Exercise requirements
Report, as a single number, how many lines of the records contain the word "column".

* * * * * * * * *

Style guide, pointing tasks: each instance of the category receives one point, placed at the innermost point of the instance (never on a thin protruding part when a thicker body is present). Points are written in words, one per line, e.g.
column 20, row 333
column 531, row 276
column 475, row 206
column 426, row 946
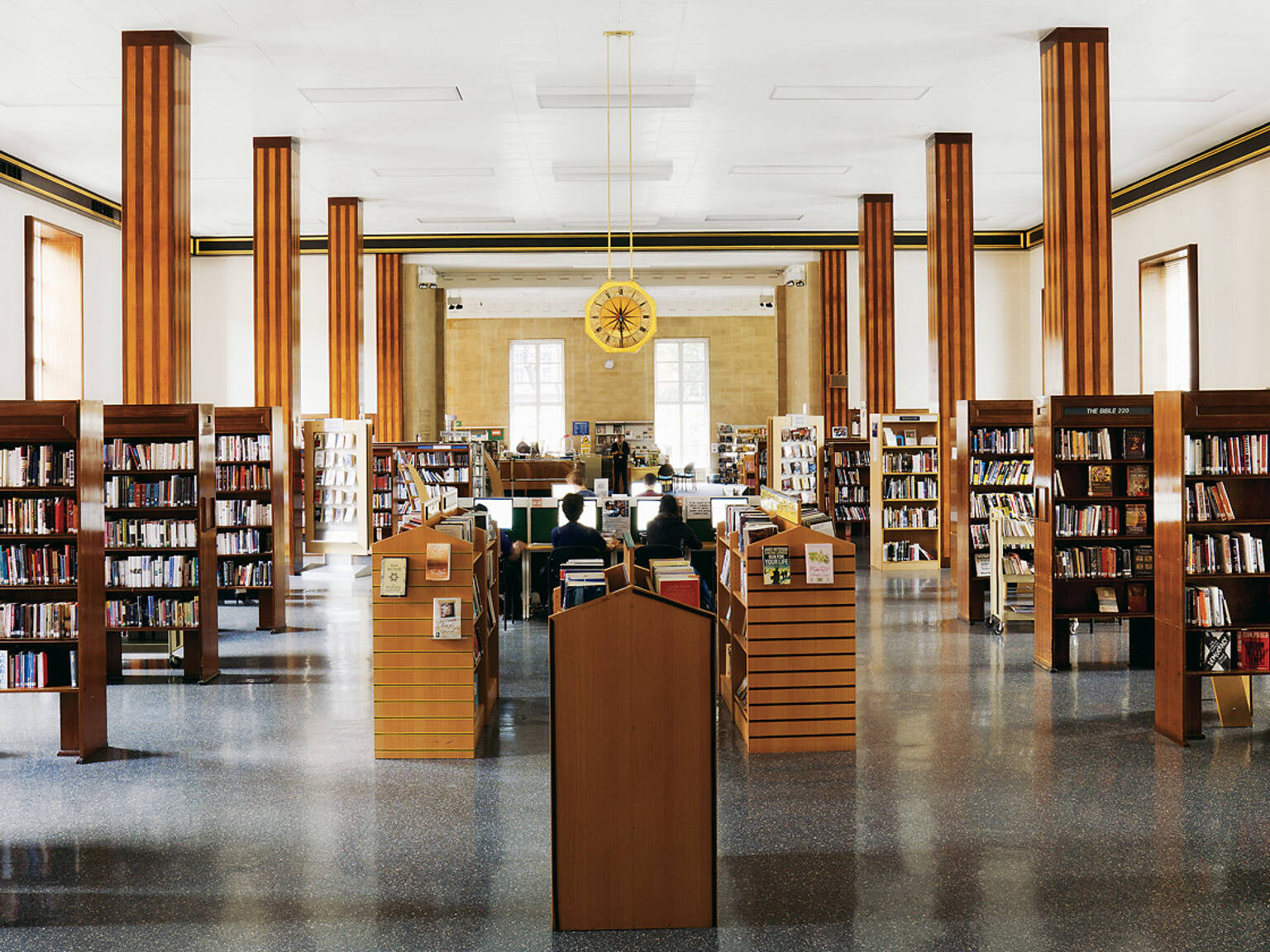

* * * * * * * * *

Result of the exercise
4